Reproduce verbatim the passage of the code review thread below that begins at "This gives something" and ends after "lru roughly sorted.".

TEXT SHOWN:
◆ ◆ ◆ ◆ ◆ ◆ ◆

Make the partpopq LRU sloppy to reduce contention
ClosedPublic
Actions

Authored by jeff on Jun 23 2018, 8:54 AM.

Details

Reviewers

alc
kib
markj

Summary

This gives something like an 8x speedup in a pagefault test that is single threaded by the vm_reserv_domain_lock.

The idea is to only update the partpopq list when it is required or when PARTPOPSLOP ticks have expired since the last update for this reservation This has the effect of making the lru roughly sorted.

I don't feel strongly about the right tick count, I just wanted to spread the lock acquires somewhat so every cpu didn't immediately contend as the tick updated.

Test Plan

stress, will-it-scale.

Diff Detail

Repository

rS FreeBSD src repository - subversion

Lint

Lint Skipped

Unit

Tests Skipped

Event Timeline

jeff created this revision.Jun 23 2018, 8:54 AM

Herald added a subscriber: imp. · View Herald TranscriptJun 23 2018, 8:54 AM

How much random becomes the order of the partpopq ? Is there any way to evaluate it ?

I mean, a tick is a lot, so instead of only doing it at tick, deletegate the limited (?) sorting of the rvq_partpop queues by lasttick to a daemon.

In D15977#338275, @kib wrote:

How much random becomes the order of the partpopq ? Is there any way to evaluate it ?

I mean, a tick is a lot, so instead of only doing it at tick, deletegate the limited (?) sorting of the rvq_partpop queues by lasttick to a daemon.

When I spoke with Alan he was not concerned by it. The time differences larger than a tick will be sorted. So you only have the subtick sorting to worry about. Originally I had thought about using two lists and periodically appending one to the other. I think any sorting overhead is going to require too long a lock hold time to be realistic. And you'd need to use a faster time counter than tick which begins to get expensive. We get acceptable perf with 1 tick slop, but better with 3 and it feels more future proof.

The other thing to consider is how accurate it needs to be and already is. Which thread was scheduled in the last tick is just as arbitrary as this LRU. You just want to replace something that hasn't been used in a long time. I would guess we're more often looking at things that haven't been touched in seconds or at least hundreds of milliseconds than within a few ticks. I can measure that but it will of course be grossly dependent on the workload and amount of memory.

In D15977#338276, @jeff wrote:

The other thing to consider is how accurate it needs to be and already is. Which thread was scheduled in the last tick is just as arbitrary as this LRU. You just want to replace something that hasn't been used in a long time. I would guess we're more often looking at things that haven't been touched in seconds or at least hundreds of milliseconds than within a few ticks. I can measure that but it will of course be grossly dependent on the workload and amount of memory.

◆ ◆ ◆ ◆ ◆ ◆ ◆

PROVIDED MATERIAL:
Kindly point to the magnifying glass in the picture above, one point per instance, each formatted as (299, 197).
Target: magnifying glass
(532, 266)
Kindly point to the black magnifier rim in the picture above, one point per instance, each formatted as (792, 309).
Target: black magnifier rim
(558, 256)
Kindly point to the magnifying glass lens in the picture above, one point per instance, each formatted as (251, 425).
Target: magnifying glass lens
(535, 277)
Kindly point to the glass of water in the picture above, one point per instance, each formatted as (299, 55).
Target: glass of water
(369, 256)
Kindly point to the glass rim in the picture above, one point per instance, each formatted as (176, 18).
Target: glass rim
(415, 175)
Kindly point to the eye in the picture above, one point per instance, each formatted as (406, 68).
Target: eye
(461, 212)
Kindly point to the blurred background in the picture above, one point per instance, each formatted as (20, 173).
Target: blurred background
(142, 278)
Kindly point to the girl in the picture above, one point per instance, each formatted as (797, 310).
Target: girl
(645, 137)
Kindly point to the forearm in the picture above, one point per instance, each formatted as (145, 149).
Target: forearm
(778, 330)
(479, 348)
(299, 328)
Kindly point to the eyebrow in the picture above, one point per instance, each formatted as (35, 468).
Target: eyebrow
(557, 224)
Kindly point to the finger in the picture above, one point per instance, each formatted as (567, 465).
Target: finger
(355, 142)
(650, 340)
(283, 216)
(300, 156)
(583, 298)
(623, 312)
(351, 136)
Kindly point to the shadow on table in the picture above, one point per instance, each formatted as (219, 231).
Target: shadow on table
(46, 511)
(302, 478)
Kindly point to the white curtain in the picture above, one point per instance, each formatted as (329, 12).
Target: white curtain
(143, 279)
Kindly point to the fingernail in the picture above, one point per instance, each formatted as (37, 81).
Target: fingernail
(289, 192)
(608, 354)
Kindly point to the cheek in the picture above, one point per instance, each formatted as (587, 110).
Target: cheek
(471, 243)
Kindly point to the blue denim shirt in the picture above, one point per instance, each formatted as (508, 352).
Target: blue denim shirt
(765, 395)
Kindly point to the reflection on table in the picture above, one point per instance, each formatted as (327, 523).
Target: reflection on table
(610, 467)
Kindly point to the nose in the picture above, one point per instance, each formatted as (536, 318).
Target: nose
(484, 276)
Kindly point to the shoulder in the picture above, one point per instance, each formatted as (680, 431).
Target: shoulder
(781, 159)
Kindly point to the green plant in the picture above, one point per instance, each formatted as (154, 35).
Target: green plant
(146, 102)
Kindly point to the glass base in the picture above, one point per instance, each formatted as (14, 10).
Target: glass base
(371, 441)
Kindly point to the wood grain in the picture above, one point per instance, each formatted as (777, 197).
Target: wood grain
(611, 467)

◆ ◆ ◆ ◆ ◆ ◆ ◆

WORKED ANSWER:
This gives something like an 8x speedup in a pagefault test that is single threaded by the vm_reserv_domain_lock.

The idea is to only update the partpopq list when it is required or when PARTPOPSLOP ticks have expired since the last update for this reservation This has the effect of making the lru roughly sorted.